◆ **Selected passage**
◆ ◆ ◆ ◆ ◆ ◆ ◆
Non-solicitation clauses: the best insurance against team lifts
The case of Prudential Assurance Company (Pte) Ltd v Peter Tan Shou Yi and another [2021] SGHC 109 reads as a cautionary tale.
Employees are key to a company's success, and a stable, competent workforce is one of the hallmarks of a successful business. The departure of a senior employee to a direct competitor is not only destabilising, it can also be extremely damaging if the senior employee attempts to take other employees along as a part of a "team move". For this reason, non-solicitation clauses are frequently included in employment contracts to guard against any opportunistic poaching of employees by a rival company.
The case of Prudential Assurance Company (Pte) Ltd v Peter Tan Shou Yi and another [2021] SGHC 109 reads as a cautionary tale. Tan was formerly Prudential's top agency leader and rainmaker. His group of insurance agents, known as the Peter Tan Organisation (PTO), comprised some 500 agents and was by far Prudential's biggest and most successful group of insurance agents. Unbeknownst to Prudential, Tan had been in talks with Aviva, one of Prudential's direct competitors, about his and his organisation's potential move to join Aviva.
◆ ◆ ◆ ◆ ◆ ◆ ◆
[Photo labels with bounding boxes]
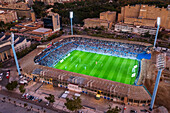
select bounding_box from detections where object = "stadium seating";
[34,37,146,67]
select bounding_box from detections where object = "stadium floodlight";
[11,33,21,76]
[70,11,73,35]
[154,17,161,48]
[149,54,166,111]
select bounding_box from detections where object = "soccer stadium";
[32,36,151,105]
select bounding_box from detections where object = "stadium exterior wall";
[24,35,151,106]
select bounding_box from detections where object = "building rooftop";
[33,28,51,33]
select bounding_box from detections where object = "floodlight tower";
[70,11,73,35]
[154,17,161,48]
[11,33,21,76]
[149,53,165,111]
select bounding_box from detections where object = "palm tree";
[30,106,32,110]
[24,103,28,108]
[3,97,6,101]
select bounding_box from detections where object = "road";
[0,90,66,113]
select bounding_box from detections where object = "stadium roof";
[32,66,151,100]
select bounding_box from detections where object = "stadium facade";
[26,35,151,106]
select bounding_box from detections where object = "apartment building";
[0,10,18,24]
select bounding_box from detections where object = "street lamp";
[149,53,166,111]
[70,11,73,35]
[11,33,21,76]
[154,17,161,48]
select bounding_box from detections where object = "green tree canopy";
[106,105,121,113]
[45,94,55,103]
[64,96,83,112]
[19,85,26,93]
[5,81,18,90]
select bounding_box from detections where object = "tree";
[45,94,55,103]
[5,81,18,90]
[64,96,83,112]
[24,103,28,107]
[144,31,151,37]
[19,85,26,93]
[106,105,121,113]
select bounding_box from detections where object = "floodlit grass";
[54,50,138,84]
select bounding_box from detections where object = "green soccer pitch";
[54,50,138,85]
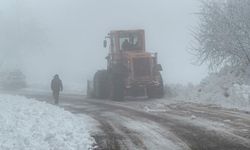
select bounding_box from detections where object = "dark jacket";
[51,77,63,92]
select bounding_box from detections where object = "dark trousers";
[53,91,59,104]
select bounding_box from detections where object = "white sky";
[0,0,207,88]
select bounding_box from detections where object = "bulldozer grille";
[133,57,151,78]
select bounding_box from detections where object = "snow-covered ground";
[163,66,250,111]
[0,94,95,150]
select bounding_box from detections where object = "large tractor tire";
[147,73,164,98]
[111,76,125,101]
[93,70,110,99]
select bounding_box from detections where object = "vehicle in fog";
[0,70,27,90]
[87,29,164,100]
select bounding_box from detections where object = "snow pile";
[167,66,250,110]
[0,95,94,150]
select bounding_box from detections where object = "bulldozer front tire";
[94,70,110,99]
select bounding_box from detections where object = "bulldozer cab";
[104,30,145,53]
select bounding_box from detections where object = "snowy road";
[14,94,250,150]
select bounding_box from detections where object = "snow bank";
[168,66,250,110]
[0,95,94,150]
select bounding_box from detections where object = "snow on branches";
[194,0,250,68]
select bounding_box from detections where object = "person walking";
[51,74,63,104]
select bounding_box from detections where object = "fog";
[0,0,207,90]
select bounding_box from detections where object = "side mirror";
[103,39,107,48]
[156,64,163,71]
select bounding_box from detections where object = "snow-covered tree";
[194,0,250,68]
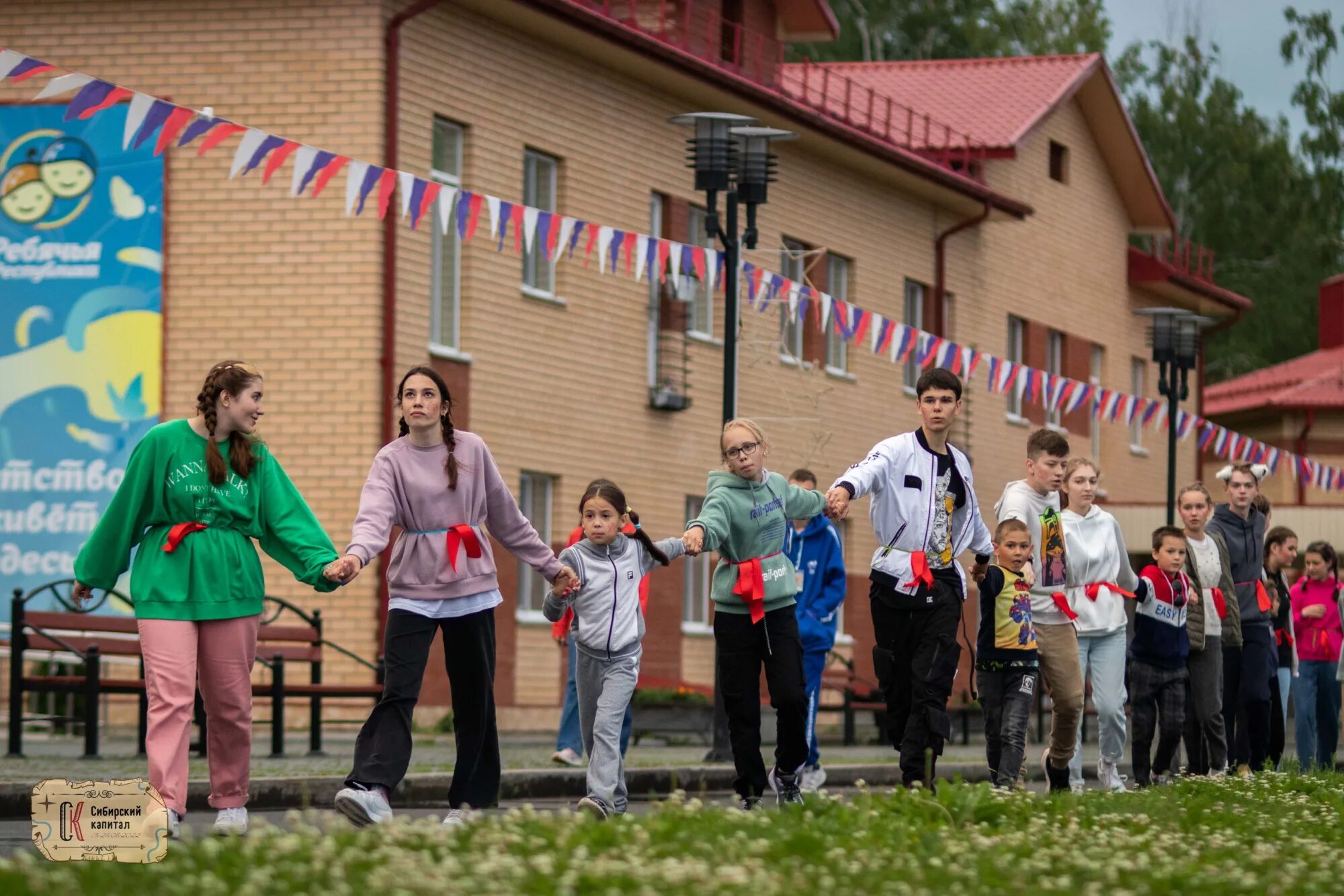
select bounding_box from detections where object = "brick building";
[0,0,1246,728]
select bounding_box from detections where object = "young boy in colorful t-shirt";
[976,519,1039,787]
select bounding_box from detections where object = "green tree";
[790,0,1110,62]
[1116,32,1344,379]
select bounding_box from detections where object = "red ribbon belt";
[1050,591,1081,622]
[900,551,933,588]
[1208,588,1227,619]
[1081,582,1138,606]
[732,551,782,625]
[1255,580,1274,613]
[164,523,208,553]
[448,523,481,572]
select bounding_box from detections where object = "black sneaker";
[770,767,802,806]
[1040,748,1068,794]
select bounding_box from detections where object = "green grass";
[0,774,1344,896]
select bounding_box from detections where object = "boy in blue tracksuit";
[784,470,845,791]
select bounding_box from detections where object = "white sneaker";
[214,806,247,834]
[444,807,476,827]
[336,787,392,827]
[1097,759,1126,794]
[551,747,583,768]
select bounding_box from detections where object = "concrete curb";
[0,762,989,818]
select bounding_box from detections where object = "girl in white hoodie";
[1062,457,1146,791]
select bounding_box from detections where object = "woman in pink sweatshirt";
[327,367,578,827]
[1292,541,1344,771]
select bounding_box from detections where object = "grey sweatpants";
[574,649,644,815]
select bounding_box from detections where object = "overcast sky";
[1106,0,1344,133]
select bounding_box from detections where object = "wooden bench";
[9,579,383,756]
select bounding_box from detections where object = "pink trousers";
[137,617,261,814]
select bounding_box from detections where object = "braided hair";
[579,480,671,566]
[392,367,457,490]
[196,361,261,485]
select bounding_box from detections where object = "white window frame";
[902,279,925,395]
[429,116,470,360]
[778,239,821,367]
[516,470,555,622]
[1129,357,1148,457]
[827,253,853,380]
[1046,329,1067,433]
[681,496,714,634]
[523,149,563,304]
[1087,345,1106,463]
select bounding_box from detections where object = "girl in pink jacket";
[1292,541,1344,770]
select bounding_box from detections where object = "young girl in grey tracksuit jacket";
[542,482,685,818]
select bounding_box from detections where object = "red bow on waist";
[164,523,210,553]
[900,551,933,588]
[1050,591,1081,622]
[1081,582,1138,606]
[732,551,781,625]
[448,523,481,572]
[1255,582,1274,613]
[1208,588,1227,619]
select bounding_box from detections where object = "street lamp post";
[1134,308,1207,525]
[668,111,797,762]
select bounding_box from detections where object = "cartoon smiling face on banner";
[0,163,55,224]
[42,137,98,199]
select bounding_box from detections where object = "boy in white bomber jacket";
[827,368,993,787]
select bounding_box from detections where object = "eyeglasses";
[723,442,761,461]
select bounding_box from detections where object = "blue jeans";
[1293,660,1340,771]
[1068,629,1129,785]
[555,634,634,756]
[802,650,831,766]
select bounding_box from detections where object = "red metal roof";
[781,54,1103,149]
[1204,345,1344,416]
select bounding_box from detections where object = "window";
[780,239,816,363]
[1086,345,1106,463]
[681,497,710,631]
[429,118,462,352]
[1129,357,1148,451]
[523,149,559,298]
[517,470,552,614]
[905,279,923,391]
[827,253,849,373]
[1050,140,1068,184]
[1046,330,1064,429]
[677,206,714,339]
[1008,314,1027,419]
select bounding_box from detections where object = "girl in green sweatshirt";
[74,361,337,837]
[683,419,825,810]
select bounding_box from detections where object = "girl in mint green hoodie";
[683,419,825,811]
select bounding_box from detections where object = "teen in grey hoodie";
[542,482,685,818]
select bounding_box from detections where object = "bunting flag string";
[10,48,1344,490]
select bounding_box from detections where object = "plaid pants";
[1129,660,1189,786]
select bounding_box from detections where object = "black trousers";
[870,579,961,787]
[1185,635,1227,775]
[1223,625,1278,771]
[714,606,808,797]
[345,609,503,809]
[1129,660,1189,787]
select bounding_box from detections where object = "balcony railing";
[1148,236,1214,283]
[567,0,986,180]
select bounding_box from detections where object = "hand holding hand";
[323,553,364,584]
[827,485,849,520]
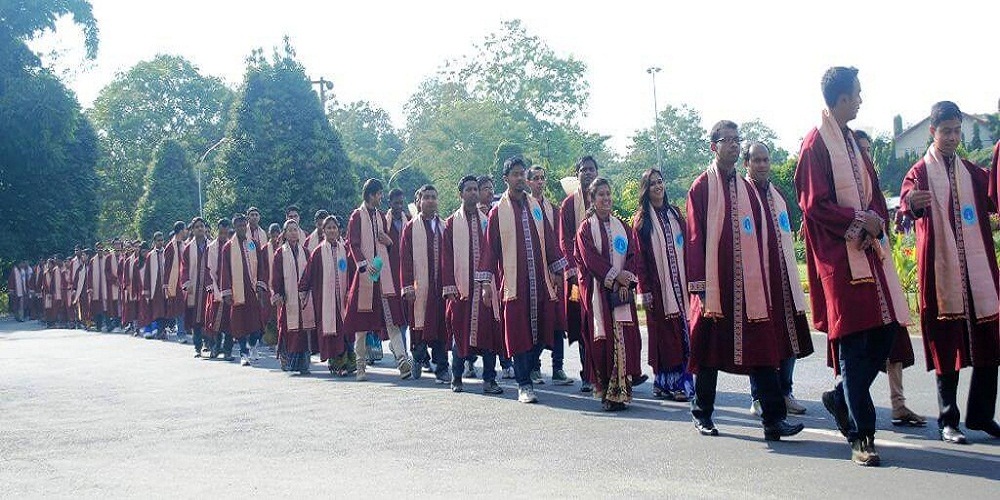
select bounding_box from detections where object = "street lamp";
[198,137,231,217]
[646,66,663,168]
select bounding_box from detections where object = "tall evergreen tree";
[206,38,360,221]
[133,139,198,238]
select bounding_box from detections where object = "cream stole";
[229,236,257,306]
[88,255,108,302]
[924,145,998,320]
[167,241,184,299]
[587,214,632,340]
[187,239,201,307]
[410,217,442,330]
[818,109,910,326]
[205,239,222,302]
[649,202,687,317]
[451,207,500,319]
[497,191,556,302]
[705,164,769,321]
[760,179,806,314]
[357,203,396,312]
[324,240,347,335]
[281,243,314,331]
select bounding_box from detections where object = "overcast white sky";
[39,0,1000,153]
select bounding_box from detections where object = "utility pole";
[646,66,663,169]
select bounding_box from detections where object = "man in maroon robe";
[344,179,413,381]
[795,67,909,466]
[559,155,598,392]
[476,157,566,403]
[684,120,804,441]
[743,142,813,416]
[527,165,573,385]
[163,221,188,344]
[441,175,503,394]
[399,184,451,384]
[219,214,269,366]
[899,101,1000,444]
[181,217,208,358]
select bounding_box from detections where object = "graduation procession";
[6,66,1000,466]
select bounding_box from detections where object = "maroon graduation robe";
[394,216,451,349]
[749,180,814,359]
[477,193,566,356]
[684,171,781,374]
[180,239,208,328]
[632,204,690,373]
[219,235,268,339]
[441,210,505,358]
[344,208,406,340]
[899,159,1000,375]
[576,216,642,386]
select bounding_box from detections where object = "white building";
[895,113,997,158]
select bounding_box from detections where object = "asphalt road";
[0,321,1000,499]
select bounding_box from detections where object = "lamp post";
[646,66,663,168]
[198,137,230,217]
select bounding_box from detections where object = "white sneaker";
[785,395,806,415]
[517,387,538,403]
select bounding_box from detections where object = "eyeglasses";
[715,136,743,144]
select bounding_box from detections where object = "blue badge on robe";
[962,205,976,226]
[531,207,542,221]
[778,212,792,233]
[615,234,628,255]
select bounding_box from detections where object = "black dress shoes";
[764,420,806,441]
[940,425,968,444]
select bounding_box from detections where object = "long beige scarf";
[764,179,806,314]
[452,207,500,319]
[924,145,998,320]
[357,203,396,312]
[650,207,687,317]
[281,243,314,331]
[322,240,347,335]
[587,214,632,340]
[497,191,556,302]
[818,110,910,326]
[704,161,769,321]
[229,236,257,306]
[410,217,441,330]
[167,241,184,299]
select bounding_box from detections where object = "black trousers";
[691,366,787,426]
[937,366,997,428]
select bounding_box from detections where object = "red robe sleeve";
[792,129,864,242]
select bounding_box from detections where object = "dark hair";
[743,141,771,161]
[820,66,858,108]
[503,156,528,177]
[931,101,962,127]
[361,179,382,201]
[458,175,479,193]
[708,120,740,144]
[573,155,601,173]
[587,177,611,216]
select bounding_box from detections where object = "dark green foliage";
[206,39,360,223]
[133,139,198,240]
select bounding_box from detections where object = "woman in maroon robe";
[576,177,642,411]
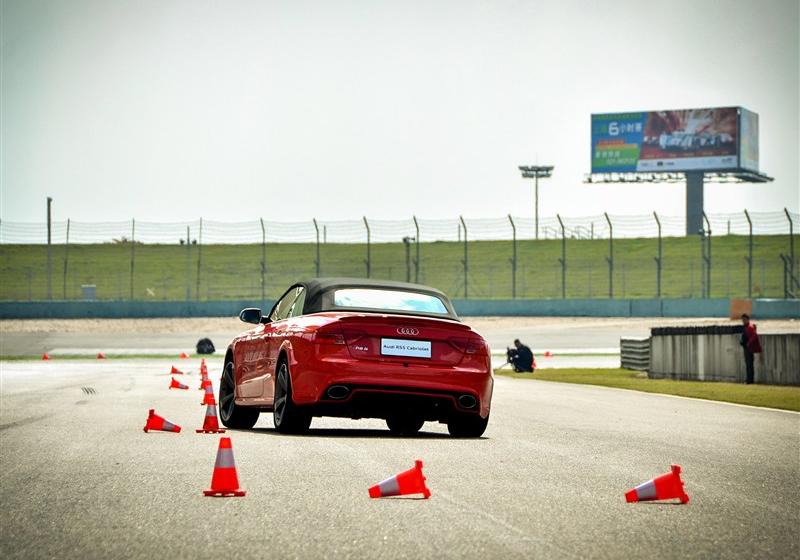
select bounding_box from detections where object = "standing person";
[739,313,761,385]
[506,338,533,373]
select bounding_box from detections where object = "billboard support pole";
[686,171,705,235]
[653,211,662,299]
[783,208,800,292]
[412,216,419,284]
[364,216,372,278]
[556,214,567,299]
[313,218,320,278]
[603,212,614,299]
[458,216,469,299]
[508,214,517,299]
[744,209,753,299]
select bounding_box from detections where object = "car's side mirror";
[239,307,261,325]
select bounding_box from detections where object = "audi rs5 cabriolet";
[219,278,493,437]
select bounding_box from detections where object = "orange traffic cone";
[200,381,217,406]
[144,408,181,434]
[169,377,189,389]
[195,404,225,434]
[625,465,689,504]
[203,437,245,498]
[369,459,431,500]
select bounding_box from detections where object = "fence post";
[194,216,203,300]
[61,218,69,299]
[312,218,320,278]
[508,214,517,299]
[186,226,192,301]
[744,208,753,299]
[364,216,372,278]
[702,212,711,298]
[258,218,267,306]
[653,211,662,299]
[47,196,53,299]
[458,216,469,299]
[556,214,567,299]
[783,207,800,292]
[412,216,419,284]
[603,212,614,299]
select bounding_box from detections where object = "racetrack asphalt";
[0,359,800,559]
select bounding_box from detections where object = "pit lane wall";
[0,298,800,319]
[647,326,800,385]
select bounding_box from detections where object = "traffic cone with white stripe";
[203,437,245,498]
[369,459,431,500]
[625,465,689,504]
[203,380,217,406]
[169,377,189,389]
[144,408,181,434]
[195,404,225,434]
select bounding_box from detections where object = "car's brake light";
[314,327,345,344]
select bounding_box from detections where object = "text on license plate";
[381,338,431,358]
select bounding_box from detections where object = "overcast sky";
[0,0,800,221]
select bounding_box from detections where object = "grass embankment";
[495,369,800,412]
[0,235,800,301]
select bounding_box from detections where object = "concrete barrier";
[0,299,800,319]
[648,332,800,385]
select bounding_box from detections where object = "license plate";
[381,338,431,358]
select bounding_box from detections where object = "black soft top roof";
[294,278,459,321]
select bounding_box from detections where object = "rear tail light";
[314,327,346,345]
[447,335,489,356]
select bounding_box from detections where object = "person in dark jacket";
[739,313,761,385]
[506,339,533,373]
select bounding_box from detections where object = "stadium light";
[519,165,553,239]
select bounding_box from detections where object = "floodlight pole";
[519,165,553,239]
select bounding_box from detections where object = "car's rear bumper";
[292,360,493,421]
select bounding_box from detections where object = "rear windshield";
[333,288,447,314]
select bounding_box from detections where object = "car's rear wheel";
[219,362,258,430]
[272,360,311,434]
[386,414,425,436]
[447,414,489,438]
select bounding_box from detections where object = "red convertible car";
[219,278,493,437]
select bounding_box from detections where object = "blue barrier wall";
[0,299,800,319]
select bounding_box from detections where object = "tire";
[447,414,489,438]
[386,414,425,436]
[272,360,311,434]
[219,362,258,430]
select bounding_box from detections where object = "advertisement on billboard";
[592,107,758,173]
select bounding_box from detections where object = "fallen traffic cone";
[369,459,431,500]
[195,404,225,434]
[203,437,245,498]
[625,465,689,504]
[144,408,181,434]
[200,381,217,406]
[169,377,189,389]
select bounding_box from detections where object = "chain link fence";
[0,210,800,300]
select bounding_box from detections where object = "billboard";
[592,107,758,173]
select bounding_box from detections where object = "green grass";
[495,369,800,412]
[0,235,800,301]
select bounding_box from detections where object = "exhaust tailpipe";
[458,395,478,409]
[326,385,350,401]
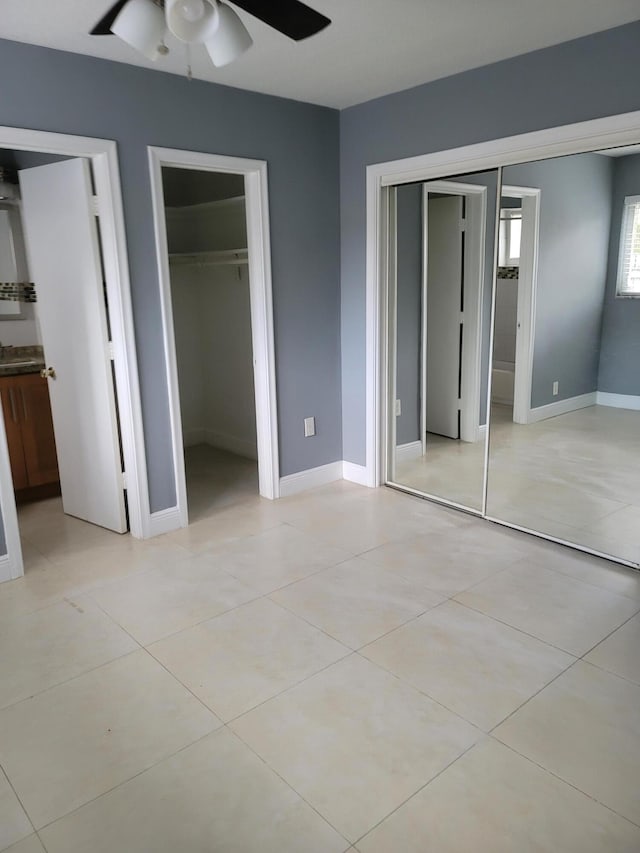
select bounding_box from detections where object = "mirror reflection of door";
[387,170,498,512]
[487,149,640,564]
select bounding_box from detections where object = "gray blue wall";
[396,184,422,445]
[340,22,640,465]
[502,154,613,408]
[598,154,640,396]
[0,36,342,511]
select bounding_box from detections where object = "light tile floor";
[396,404,640,564]
[0,470,640,853]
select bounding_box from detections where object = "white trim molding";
[280,461,342,498]
[342,462,371,487]
[366,112,640,485]
[529,391,597,424]
[596,391,640,412]
[0,127,149,577]
[148,146,286,527]
[502,185,541,424]
[149,506,181,537]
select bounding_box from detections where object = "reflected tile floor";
[396,404,640,564]
[0,476,640,853]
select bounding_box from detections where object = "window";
[498,207,522,267]
[616,195,640,298]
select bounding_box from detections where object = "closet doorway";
[150,149,279,526]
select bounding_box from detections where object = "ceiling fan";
[90,0,331,68]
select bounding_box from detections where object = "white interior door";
[426,196,463,438]
[20,159,127,533]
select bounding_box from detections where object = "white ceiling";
[0,0,640,108]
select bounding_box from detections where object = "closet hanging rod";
[169,249,249,266]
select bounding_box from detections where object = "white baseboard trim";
[0,554,13,583]
[529,391,598,424]
[145,506,182,538]
[280,461,342,498]
[0,554,24,583]
[342,462,371,486]
[396,441,422,462]
[596,391,640,412]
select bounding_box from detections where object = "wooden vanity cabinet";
[0,373,59,499]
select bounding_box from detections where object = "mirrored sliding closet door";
[385,145,640,566]
[387,170,499,512]
[486,149,640,563]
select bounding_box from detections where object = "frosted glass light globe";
[180,0,204,24]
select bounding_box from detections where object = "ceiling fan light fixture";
[165,0,219,44]
[205,3,253,68]
[111,0,166,59]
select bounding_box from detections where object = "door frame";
[363,111,640,488]
[501,184,541,424]
[147,146,280,527]
[0,127,149,581]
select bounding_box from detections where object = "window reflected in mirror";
[486,149,640,564]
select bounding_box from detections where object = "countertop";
[0,345,44,376]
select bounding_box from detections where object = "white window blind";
[616,195,640,298]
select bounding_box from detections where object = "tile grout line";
[0,764,37,849]
[579,602,640,660]
[30,726,218,849]
[223,646,357,724]
[353,733,480,847]
[487,732,640,829]
[225,723,352,853]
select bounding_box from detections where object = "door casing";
[148,147,280,533]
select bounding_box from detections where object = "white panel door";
[20,159,127,533]
[426,196,463,438]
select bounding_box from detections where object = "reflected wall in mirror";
[486,149,640,564]
[386,170,499,512]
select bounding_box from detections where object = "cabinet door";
[0,376,29,489]
[14,374,58,486]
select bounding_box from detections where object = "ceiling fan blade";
[89,0,135,36]
[232,0,331,41]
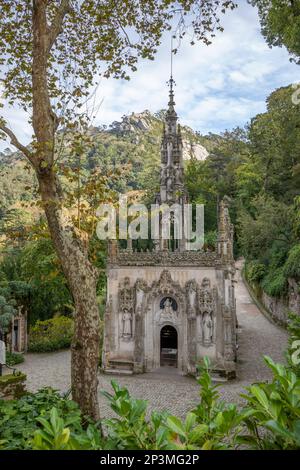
◆ ◆ ◆ ◆ ◆ ◆ ◆
◆ **Task list**
A – Reproduce the article on non-solicitation clauses verbatim, everything from "Non-solicitation clauses: the" down to "a rival company.".
B – Write the next part of the article on non-solicitation clauses, starting after its final sentence.

◆ **Responses per task**
A –
Non-solicitation clauses: the best insurance against team lifts
The case of Prudential Assurance Company (Pte) Ltd v Peter Tan Shou Yi and another [2021] SGHC 109 reads as a cautionary tale.
Employees are key to a company's success, and a stable, competent workforce is one of the hallmarks of a successful business. The departure of a senior employee to a direct competitor is not only destabilising, it can also be extremely damaging if the senior employee attempts to take other employees along as a part of a "team move". For this reason, non-solicitation clauses are frequently included in employment contracts to guard against any opportunistic poaching of employees by a rival company.

B –
In May and June 2016, Tan held numerous covert meetings with the PTO agents and sought to cloak the meetings in secrecy by having the attendees sign non-disclosure agreements (NDAs). Tan not only solicited them to join him at Aviva, but also encouraged them to solicit other agents to do the same. Some meetings also took place under the guise of sham "team retreats" to Bangkok and Guangzhou (sponsored by Aviva). Following those meetings, 195 agents gave notice to terminate their engagement with Prudential over the short span of three days. Others did the same in the following days and months. By the end, 244 Prudential agents (most of whom belonged to PTO) left Prudential to follow Tan to Aviva.
Following a trial of the matter, Prudential was successful in its claim that Tan had breached his contractual obligation to serve Prudential with "good faith and undivided interest", as he had solicited Prudential's agents to join a competitor during the tenure of his Agency Agreement. However, it was ultimately unsuccessful in respect of the Prudential agents who left to join Aviva after Tan's Agency Agreement had been terminated. This was because the non-solicitation clause, which Prudential had sought to rely upon, had not been validly incorporated as a term of Tan's Agency Agreement.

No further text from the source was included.